▸ What you need to do
When you come to the line with "the red circular", begin repeating; continue exactly through the final line of the records and include nothing from before.

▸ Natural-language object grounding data
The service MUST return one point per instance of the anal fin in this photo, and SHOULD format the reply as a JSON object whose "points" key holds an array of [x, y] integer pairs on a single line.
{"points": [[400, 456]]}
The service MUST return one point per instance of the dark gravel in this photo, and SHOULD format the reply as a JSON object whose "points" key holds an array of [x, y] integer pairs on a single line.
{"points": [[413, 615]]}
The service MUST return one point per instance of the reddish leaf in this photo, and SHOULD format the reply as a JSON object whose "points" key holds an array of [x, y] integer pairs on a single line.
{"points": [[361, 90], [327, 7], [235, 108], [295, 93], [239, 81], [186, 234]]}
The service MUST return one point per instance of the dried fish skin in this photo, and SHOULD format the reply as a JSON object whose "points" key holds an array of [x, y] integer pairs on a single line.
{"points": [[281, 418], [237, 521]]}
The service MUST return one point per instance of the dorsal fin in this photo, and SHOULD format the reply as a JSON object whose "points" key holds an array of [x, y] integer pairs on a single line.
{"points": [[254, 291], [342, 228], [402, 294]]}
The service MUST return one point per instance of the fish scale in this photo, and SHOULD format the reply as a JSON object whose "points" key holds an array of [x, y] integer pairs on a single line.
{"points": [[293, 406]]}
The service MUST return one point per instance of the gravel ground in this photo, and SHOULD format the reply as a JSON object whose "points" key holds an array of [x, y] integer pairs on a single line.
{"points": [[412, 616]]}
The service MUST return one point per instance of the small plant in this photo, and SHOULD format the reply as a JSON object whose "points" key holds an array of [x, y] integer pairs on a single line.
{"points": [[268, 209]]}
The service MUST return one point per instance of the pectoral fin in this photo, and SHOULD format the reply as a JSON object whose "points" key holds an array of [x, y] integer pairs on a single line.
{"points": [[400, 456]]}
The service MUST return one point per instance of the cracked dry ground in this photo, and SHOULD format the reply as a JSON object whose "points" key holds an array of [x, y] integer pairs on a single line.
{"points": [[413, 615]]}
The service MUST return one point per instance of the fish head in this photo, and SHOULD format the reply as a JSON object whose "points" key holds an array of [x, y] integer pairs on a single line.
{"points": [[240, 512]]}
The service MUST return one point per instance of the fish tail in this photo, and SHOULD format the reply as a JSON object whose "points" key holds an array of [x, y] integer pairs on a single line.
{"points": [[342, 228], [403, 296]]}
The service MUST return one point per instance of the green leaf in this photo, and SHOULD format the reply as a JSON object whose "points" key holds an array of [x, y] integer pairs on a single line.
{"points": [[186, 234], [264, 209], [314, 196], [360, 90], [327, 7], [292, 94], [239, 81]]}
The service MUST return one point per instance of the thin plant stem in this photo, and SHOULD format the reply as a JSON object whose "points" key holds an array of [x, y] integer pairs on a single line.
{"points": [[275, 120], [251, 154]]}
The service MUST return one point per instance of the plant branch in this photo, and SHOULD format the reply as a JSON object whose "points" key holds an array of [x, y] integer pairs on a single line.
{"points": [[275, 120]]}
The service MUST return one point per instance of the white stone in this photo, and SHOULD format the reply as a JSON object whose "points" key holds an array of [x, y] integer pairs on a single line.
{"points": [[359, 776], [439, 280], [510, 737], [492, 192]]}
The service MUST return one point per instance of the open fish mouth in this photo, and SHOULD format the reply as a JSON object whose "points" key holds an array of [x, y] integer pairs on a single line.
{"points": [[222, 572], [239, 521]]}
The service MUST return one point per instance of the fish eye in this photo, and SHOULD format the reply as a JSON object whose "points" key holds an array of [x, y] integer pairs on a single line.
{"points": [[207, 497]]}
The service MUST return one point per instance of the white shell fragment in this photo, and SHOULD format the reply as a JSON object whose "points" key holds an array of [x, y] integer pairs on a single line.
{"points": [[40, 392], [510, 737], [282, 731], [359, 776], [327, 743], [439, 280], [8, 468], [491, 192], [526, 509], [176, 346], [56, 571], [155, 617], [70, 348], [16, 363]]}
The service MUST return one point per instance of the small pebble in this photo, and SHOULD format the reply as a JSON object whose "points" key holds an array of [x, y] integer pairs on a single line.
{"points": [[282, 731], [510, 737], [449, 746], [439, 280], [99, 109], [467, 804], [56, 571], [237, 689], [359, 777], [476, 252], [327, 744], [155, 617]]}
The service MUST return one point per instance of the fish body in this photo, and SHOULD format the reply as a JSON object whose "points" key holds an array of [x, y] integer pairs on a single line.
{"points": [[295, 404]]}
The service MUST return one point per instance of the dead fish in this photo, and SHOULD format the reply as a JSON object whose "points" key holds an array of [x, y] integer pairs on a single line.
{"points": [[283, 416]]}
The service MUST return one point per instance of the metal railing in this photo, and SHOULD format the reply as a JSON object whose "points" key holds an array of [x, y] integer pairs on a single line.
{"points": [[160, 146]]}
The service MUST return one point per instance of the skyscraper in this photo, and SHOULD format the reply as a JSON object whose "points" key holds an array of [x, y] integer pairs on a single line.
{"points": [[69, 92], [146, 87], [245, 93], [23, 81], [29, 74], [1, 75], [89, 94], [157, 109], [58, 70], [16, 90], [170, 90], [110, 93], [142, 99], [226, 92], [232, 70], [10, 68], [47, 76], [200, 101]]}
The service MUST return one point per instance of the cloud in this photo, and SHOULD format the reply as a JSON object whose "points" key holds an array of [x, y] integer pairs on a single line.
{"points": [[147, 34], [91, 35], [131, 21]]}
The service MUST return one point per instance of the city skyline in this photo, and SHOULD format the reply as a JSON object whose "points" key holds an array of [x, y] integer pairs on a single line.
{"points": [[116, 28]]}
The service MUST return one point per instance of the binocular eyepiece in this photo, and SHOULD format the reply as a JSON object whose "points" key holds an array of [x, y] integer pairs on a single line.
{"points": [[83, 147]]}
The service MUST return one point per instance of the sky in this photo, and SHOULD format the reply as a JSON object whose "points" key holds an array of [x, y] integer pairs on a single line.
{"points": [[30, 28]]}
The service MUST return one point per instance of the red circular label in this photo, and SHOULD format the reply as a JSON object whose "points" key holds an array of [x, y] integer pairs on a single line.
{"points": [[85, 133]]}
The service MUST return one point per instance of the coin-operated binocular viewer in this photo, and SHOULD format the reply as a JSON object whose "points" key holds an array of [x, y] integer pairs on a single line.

▸ Answer for this exercise
The service MUST return one point per instance of the red circular label in this photo, and SHOULD format the reply as a JSON object whose "points" key holds an array of [x, y] integer pairs on a single line.
{"points": [[85, 133]]}
The service MUST return one point per instance of the coin-operated binocular viewer in this photo, and SHOULD format the reply as a JSON object whose "points" key holds an array of [x, y] integer pairs on a single line.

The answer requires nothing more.